PROBLEM TO SOLVE
Pull out, unchanged, the lines from the one containing "For each <instance>" through the one containing "168L393 181L355 159L231", with both of those lines included.

DATA EXCERPTS
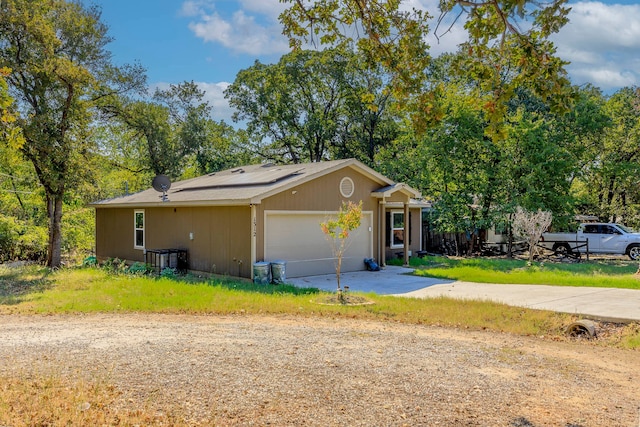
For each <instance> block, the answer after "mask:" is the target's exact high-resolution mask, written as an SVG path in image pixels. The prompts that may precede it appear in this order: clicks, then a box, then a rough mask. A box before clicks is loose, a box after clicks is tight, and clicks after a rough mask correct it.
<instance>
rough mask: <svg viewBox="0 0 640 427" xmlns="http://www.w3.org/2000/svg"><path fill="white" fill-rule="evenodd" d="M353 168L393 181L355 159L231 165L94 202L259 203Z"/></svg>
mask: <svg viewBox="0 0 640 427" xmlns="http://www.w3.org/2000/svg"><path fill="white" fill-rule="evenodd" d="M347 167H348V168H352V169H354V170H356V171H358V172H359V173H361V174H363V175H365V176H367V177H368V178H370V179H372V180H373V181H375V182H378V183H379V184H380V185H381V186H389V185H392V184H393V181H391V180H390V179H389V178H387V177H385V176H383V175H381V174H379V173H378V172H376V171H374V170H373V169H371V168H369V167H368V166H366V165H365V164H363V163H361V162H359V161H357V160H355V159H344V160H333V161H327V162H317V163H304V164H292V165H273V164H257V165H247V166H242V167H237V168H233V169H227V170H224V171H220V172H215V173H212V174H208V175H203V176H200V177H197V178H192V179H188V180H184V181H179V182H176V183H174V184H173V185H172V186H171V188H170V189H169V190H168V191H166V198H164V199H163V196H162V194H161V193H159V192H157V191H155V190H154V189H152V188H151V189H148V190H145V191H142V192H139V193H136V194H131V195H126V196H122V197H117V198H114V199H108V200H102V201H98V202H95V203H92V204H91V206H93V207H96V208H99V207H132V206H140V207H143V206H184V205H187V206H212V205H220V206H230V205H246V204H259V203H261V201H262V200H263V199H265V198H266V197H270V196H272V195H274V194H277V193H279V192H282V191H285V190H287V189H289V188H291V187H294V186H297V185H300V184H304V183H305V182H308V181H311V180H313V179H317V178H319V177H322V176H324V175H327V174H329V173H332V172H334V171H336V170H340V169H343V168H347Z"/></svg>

--

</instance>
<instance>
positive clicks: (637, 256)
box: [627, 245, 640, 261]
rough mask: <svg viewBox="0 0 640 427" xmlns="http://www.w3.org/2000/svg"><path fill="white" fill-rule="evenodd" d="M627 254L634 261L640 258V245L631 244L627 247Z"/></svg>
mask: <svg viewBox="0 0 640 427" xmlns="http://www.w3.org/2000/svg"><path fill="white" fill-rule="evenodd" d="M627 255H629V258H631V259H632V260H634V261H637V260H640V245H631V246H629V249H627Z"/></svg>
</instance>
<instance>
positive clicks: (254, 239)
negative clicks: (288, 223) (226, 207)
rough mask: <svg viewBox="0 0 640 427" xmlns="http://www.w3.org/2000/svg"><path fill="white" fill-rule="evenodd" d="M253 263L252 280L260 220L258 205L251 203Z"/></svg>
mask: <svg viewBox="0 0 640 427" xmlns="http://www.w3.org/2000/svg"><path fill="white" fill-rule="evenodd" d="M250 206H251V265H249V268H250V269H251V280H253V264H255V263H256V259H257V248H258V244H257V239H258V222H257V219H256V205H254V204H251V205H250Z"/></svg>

OUTPUT FOR THIS TASK
For each <instance> block, the answer after "mask:" is the target's exact high-resolution mask, written as an SVG path in image pixels. The prompts that may precede it appear in this order: clicks, then a box, then a rough mask. A box before clicks is loose, a box after clicks is tight, and clicks after a rough mask correct it.
<instance>
rough mask: <svg viewBox="0 0 640 427" xmlns="http://www.w3.org/2000/svg"><path fill="white" fill-rule="evenodd" d="M353 168L393 181L355 159L231 165L94 202L259 203Z"/></svg>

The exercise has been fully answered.